**The problem**
Search the listing below for the string "instance", then copy every line it appears in.
*** Begin section ***
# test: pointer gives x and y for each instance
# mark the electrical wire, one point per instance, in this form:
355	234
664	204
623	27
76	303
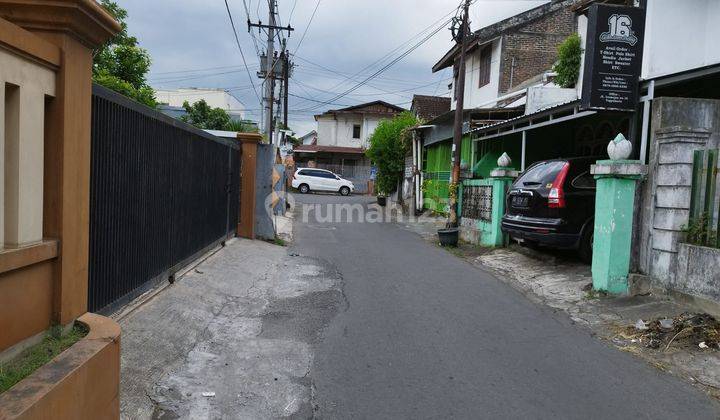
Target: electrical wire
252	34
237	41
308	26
*** End section ***
**Exercise solution**
# test: pointer gives x and y for each instance
# mark the electrical wire, one point per instance, in this form:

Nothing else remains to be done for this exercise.